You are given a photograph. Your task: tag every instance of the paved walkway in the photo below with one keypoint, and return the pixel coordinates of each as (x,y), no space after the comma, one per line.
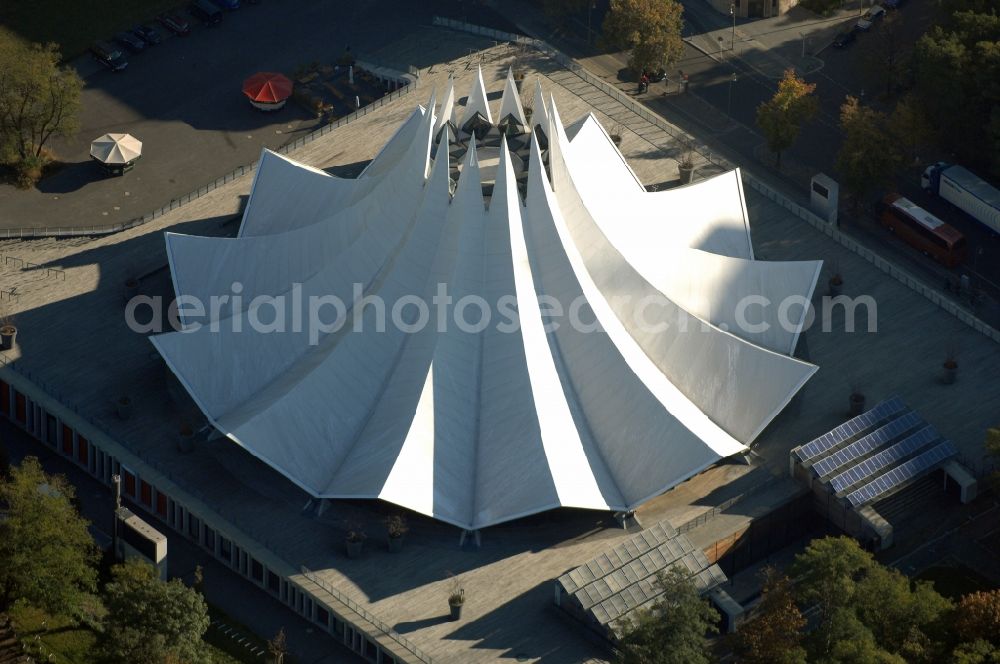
(222,587)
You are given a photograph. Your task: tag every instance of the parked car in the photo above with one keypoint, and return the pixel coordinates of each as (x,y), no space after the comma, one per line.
(175,22)
(128,40)
(108,55)
(148,34)
(206,12)
(844,39)
(865,22)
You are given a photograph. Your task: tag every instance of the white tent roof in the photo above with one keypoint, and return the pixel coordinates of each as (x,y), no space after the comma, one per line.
(510,102)
(479,425)
(477,101)
(116,148)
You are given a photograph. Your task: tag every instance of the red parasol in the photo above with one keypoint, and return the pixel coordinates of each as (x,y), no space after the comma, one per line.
(267,88)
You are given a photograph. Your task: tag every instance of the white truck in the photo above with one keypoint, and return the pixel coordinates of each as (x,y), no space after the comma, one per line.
(966,191)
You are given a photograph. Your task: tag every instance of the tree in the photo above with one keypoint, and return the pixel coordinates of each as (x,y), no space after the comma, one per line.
(40,99)
(774,634)
(903,619)
(278,647)
(886,57)
(979,651)
(909,127)
(649,29)
(47,556)
(977,616)
(845,640)
(673,630)
(826,573)
(781,118)
(868,157)
(150,620)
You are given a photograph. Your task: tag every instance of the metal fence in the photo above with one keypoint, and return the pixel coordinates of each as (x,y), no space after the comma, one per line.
(239,172)
(361,611)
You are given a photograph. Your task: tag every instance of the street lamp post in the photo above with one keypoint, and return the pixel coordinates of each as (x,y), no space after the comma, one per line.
(732,41)
(729,103)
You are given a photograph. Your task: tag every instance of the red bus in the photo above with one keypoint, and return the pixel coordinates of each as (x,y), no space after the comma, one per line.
(922,230)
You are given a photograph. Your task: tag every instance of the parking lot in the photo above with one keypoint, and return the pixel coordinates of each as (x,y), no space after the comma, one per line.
(182,98)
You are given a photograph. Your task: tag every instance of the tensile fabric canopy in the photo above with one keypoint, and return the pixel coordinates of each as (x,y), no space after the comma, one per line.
(267,88)
(116,148)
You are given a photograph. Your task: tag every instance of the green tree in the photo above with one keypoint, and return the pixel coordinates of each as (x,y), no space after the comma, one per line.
(869,156)
(977,616)
(781,117)
(903,619)
(40,99)
(845,640)
(910,127)
(774,634)
(673,630)
(47,556)
(649,29)
(979,651)
(150,620)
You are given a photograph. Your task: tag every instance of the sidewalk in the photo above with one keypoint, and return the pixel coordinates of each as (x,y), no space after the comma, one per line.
(223,588)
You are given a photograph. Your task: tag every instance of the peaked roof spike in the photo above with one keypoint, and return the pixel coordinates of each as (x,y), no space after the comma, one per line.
(477,101)
(447,106)
(510,103)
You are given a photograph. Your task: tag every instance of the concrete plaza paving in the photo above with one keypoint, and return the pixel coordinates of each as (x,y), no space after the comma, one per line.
(74,345)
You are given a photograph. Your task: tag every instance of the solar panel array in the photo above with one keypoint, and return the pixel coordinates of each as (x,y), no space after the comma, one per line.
(887,457)
(624,577)
(902,474)
(851,428)
(868,444)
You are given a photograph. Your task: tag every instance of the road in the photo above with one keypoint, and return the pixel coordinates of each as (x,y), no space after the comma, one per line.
(183,99)
(721,112)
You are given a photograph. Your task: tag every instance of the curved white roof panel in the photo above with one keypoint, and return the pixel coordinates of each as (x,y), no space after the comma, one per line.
(328,370)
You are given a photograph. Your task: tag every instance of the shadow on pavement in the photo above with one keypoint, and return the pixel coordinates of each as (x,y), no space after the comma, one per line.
(72,177)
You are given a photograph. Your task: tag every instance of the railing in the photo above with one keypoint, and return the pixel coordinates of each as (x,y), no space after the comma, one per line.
(889,268)
(239,172)
(361,611)
(22,264)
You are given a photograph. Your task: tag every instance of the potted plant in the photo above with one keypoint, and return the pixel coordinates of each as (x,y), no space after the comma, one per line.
(456,600)
(685,166)
(123,406)
(355,541)
(950,367)
(616,133)
(396,525)
(185,438)
(8,333)
(856,402)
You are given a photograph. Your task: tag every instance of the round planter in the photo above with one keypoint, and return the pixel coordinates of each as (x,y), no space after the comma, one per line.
(857,404)
(124,408)
(8,336)
(354,548)
(185,442)
(456,610)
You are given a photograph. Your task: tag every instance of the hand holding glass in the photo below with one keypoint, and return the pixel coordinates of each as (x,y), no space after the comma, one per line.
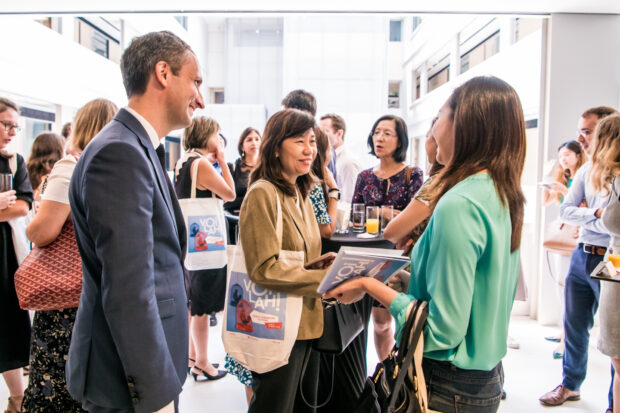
(372,220)
(358,217)
(387,213)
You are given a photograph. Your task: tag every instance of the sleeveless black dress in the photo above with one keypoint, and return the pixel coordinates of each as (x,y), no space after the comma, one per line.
(14,322)
(206,289)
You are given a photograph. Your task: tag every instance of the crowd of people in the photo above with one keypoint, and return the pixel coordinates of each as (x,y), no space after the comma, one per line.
(142,323)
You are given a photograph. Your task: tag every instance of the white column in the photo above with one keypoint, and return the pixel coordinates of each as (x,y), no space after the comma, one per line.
(423,79)
(455,57)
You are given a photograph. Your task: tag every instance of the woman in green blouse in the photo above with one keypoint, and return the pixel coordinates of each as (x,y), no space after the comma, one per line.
(466,263)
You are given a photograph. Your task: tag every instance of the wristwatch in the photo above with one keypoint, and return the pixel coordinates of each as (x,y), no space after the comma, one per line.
(334,193)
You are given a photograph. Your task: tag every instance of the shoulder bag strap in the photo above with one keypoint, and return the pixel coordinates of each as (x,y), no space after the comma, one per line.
(408,172)
(279,224)
(195,175)
(13,164)
(418,315)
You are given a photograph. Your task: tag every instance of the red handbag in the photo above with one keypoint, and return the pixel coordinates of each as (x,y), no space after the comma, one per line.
(50,278)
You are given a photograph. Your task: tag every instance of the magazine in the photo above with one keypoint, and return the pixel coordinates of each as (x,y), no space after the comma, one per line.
(378,263)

Problem requirements: Turn all of the lines above into a Markdown table with the columns Row and Line, giving each line its own numbered row and skipping blank lines. Leave the pictures out of the table.

The completed task:
| Row | Line |
|---|---|
| 1 | You are given a photograph. Your task: tag every instance of the paved walkway in the photo below with one keypoint, and return the pixel coordinates of each as (x,y), no space after the comma, one per line. |
| 2 | (222,587) |
| 3 | You are given a photograph. Your task: tag every instance of the parked car in the photo above with one keypoint, and return the pixel coordinates of each as (x,y), no space after the comma, one per line. |
| 4 | (175,22) |
| 5 | (128,40) |
| 6 | (108,55) |
| 7 | (148,34) |
| 8 | (206,12) |
| 9 | (844,39) |
| 10 | (865,22) |
| 11 | You are given a photograph. Your task: tag every instance of the white tent roof in the photo above with one keypoint, and return the pixel coordinates of each as (x,y), no space after the comma, one per line. |
| 12 | (510,102) |
| 13 | (479,425) |
| 14 | (477,101) |
| 15 | (116,148) |
| 16 | You are given a photograph. Your task: tag every instance of the red parasol in the photo above with one keypoint, and return the pixel coordinates of each as (x,y), no space after the comma, one per line. |
| 17 | (267,88) |
| 18 | You are given a photograph. Your task: tag every instance of the white truck in the photo above with one keypoint, and return the pixel coordinates of each as (x,y), no space after the comma, one per line. |
| 19 | (966,191) |
| 20 | You are given a photograph. Your task: tag every instance of the tree in the photo above with one keypoint, and return the pixel coordinates of each as (x,y), no space after the comma, one per line. |
| 21 | (40,99) |
| 22 | (774,634) |
| 23 | (903,619) |
| 24 | (278,647) |
| 25 | (886,57) |
| 26 | (979,651) |
| 27 | (909,127) |
| 28 | (649,29) |
| 29 | (47,556) |
| 30 | (977,616) |
| 31 | (845,640) |
| 32 | (673,630) |
| 33 | (826,573) |
| 34 | (781,118) |
| 35 | (868,157) |
| 36 | (150,620) |
| 37 | You are given a photograph. Your task: tag every instance of the metal fence in the photo above with one keypoint, and return the pixel coordinates of each as (x,y), no space after the comma, one per line. |
| 38 | (239,172) |
| 39 | (361,611) |
| 40 | You are given a photograph. Your task: tag every instance of the street lamp post in the photo above with one keypoint, and return the pixel coordinates of each as (x,y), no space after the comma, one per line. |
| 41 | (732,41) |
| 42 | (729,103) |
| 43 | You are given a photograph. Your task: tag every instance of the red bus in the photo above with one keypoint, and return the pixel coordinates of each as (x,y), no space after the comma, one per line. |
| 44 | (922,230) |
| 45 | You are given a photograph. Your task: tag every instance of the parking lot in the photo above with one keypoint, and return the pixel coordinates of each as (x,y), no space after the comma, one per line. |
| 46 | (182,98) |
| 47 | You are given a photograph. Your task: tag every instance of the tensile fabric canopy in the photo above with one keypoint, and return the pixel coordinates of each as (x,y), no space after the comma, one per line. |
| 48 | (267,88) |
| 49 | (116,148) |
| 50 | You are given a photograph. Your task: tag every instance of the green tree in the photo above with one keypoint, and return the pixel coordinates of each as (x,y), no space after the comma, one per line. |
| 51 | (869,156) |
| 52 | (977,616) |
| 53 | (781,117) |
| 54 | (903,619) |
| 55 | (40,99) |
| 56 | (845,640) |
| 57 | (910,127) |
| 58 | (774,634) |
| 59 | (673,630) |
| 60 | (47,556) |
| 61 | (649,29) |
| 62 | (979,651) |
| 63 | (150,620) |
| 64 | You are given a photograph. Your task: tag every instance of the sidewalk in the photo above with one keypoint, and return the pixel coordinates of each as (x,y), no space after the comma, one per line. |
| 65 | (223,588) |
| 66 | You are given a photograph. Your task: tag every instance of the peaked roof spike in the photo above with one keypoint, and return the pixel coordinates of each as (x,y), no space after the comma, one per line. |
| 67 | (477,101) |
| 68 | (447,106) |
| 69 | (510,103) |
| 70 | You are given a photograph. Your task: tag every instance of the concrete plaza paving in the photo above with one keypoint, and return the pixel coordinates of each as (x,y), no space after the comma, one per line. |
| 71 | (74,345) |
| 72 | You are given a photograph. Your task: tag every instance of the solar panel array in the photo above with one keypoint, and return the pixel coordinates of each as (x,y), no space after the comma, one per line. |
| 73 | (887,457) |
| 74 | (624,577) |
| 75 | (902,474) |
| 76 | (851,428) |
| 77 | (868,444) |
| 78 | You are given a photograph. Your task: tag every instance of the road in the photo above with one keypoint, and return the pixel coordinates of each as (x,y), no space after the comma, one per line. |
| 79 | (183,99) |
| 80 | (721,112) |
| 81 | You are given a photograph. Your task: tag every instance of the curved white roof panel in the photo above with one keypoint, and return the pixel coordinates of each as (x,y), no space after the comma, one per line. |
| 82 | (328,370) |
| 83 | You are given a photograph. Your task: tag every instance of the shadow on pavement in the photo above with one keypoint, and return the pixel coordinates of each as (x,y), no space after the comma, one per line. |
| 84 | (72,177) |
| 85 | You are given a photograph. Your task: tag every instance of the railing in the photo above with one keypoint, and return the pixel coordinates of each as (x,y), no space after the comma, one per line. |
| 86 | (889,268) |
| 87 | (239,172) |
| 88 | (361,611) |
| 89 | (22,264) |
| 90 | You are given a photograph. Your task: tag every instance of the potted plant in the photo above with one keypoint, and return the pixel coordinates of each as (x,y), no space after the comma, one per line. |
| 91 | (456,600) |
| 92 | (685,166) |
| 93 | (123,406) |
| 94 | (355,541) |
| 95 | (950,367) |
| 96 | (616,133) |
| 97 | (396,525) |
| 98 | (185,438) |
| 99 | (8,333) |
| 100 | (856,402) |
| 101 | You are given a photograph. Your task: tag every instance of the round planter in the photo above with one keypoint, and return the pixel coordinates of each as (x,y), no space after the comma, one per line. |
| 102 | (857,404) |
| 103 | (124,408) |
| 104 | (8,336) |
| 105 | (354,548) |
| 106 | (185,442) |
| 107 | (456,610) |
| 108 | You are given a photograph. Your task: tag every instance of the hand holding glass in the photo below with one keypoint, and return the pixel coordinates of each as (x,y), no space after the comma, one per line. |
| 109 | (372,220) |
| 110 | (358,217) |
| 111 | (387,213) |
| 112 | You are given a photograph. Your task: tag every instance of the sleeveless black dress in the photo above with one keypoint, and return the pixel coordinates of each as (x,y), no space after the comma, one per line. |
| 113 | (14,322) |
| 114 | (206,289) |
| 115 | You are given a photograph. Your task: tag every instance of the crowd of people in the photo above with one keypoint, and return the pixel coordinates of each as (x,y), no space after the comma, one per line. |
| 116 | (142,323) |
| 117 | You are given a photograph. Your task: tag every instance of the white column in the photo above with one keypoint, and return the pixel coordinates of each as (x,y), no space after the comma, one per line. |
| 118 | (423,79) |
| 119 | (455,57) |
| 120 | You are given a photograph. Your task: tag every instance of the woman in green blouse in the photo above with one keypoint, and return the pixel coordinates of each as (x,y), no space after the comma, one per line. |
| 121 | (466,263) |
| 122 | You are given a photograph. Your task: tag every instance of the wristwatch in the photo above with one keypoint, and return the pixel coordinates of each as (x,y), no space after the comma, one per line. |
| 123 | (334,193) |
| 124 | You are given a photograph. Your task: tag every instance of the shoulder bag strap in the photo above with one keypoint, and return the pixel coordinates of each as (x,y), no space after the comma, one per line. |
| 125 | (408,172) |
| 126 | (279,224) |
| 127 | (195,175) |
| 128 | (13,164) |
| 129 | (418,315) |
| 130 | You are given a photograph. Your task: tag every instance of the red handbag in the photo above with one keypoint, and return the pixel coordinates of each as (x,y), no space after the comma, one per line. |
| 131 | (50,278) |
| 132 | You are given a photograph. Your task: tag every instance of the magazine in the photo above with one keypoint, and return the pixel coordinates of each as (x,y), no space after the comma, one per line. |
| 133 | (378,263) |